_Problem to solve_
Every line below that has the string "like" needs to be copied.

_Point localization data_
-=-=-=-=-

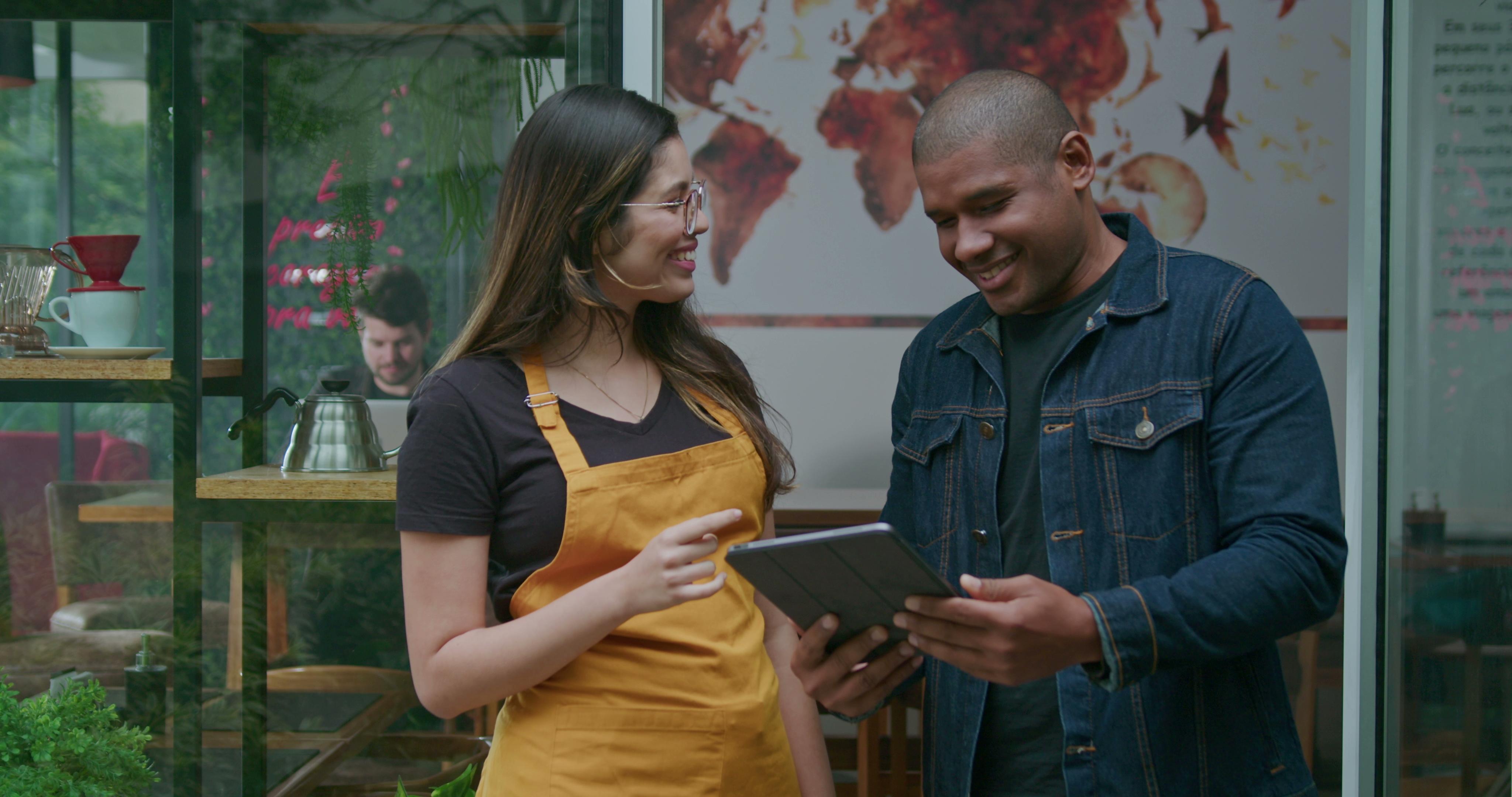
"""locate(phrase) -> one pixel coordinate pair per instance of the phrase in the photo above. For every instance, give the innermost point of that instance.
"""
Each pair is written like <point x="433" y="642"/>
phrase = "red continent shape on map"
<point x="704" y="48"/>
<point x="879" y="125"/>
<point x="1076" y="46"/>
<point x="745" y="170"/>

-=-=-=-=-

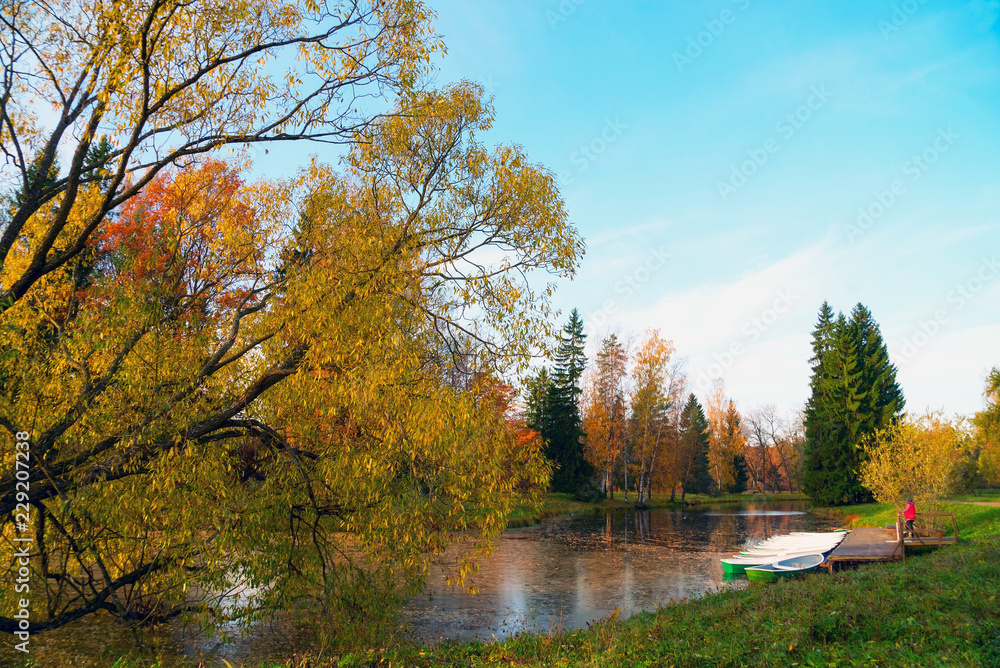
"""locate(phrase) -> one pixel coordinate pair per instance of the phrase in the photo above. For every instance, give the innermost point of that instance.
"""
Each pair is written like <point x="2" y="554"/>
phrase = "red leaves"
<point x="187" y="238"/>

-=-=-=-=-

_Response to the exercise_
Each pair is written like <point x="433" y="642"/>
Each pair is written like <point x="2" y="554"/>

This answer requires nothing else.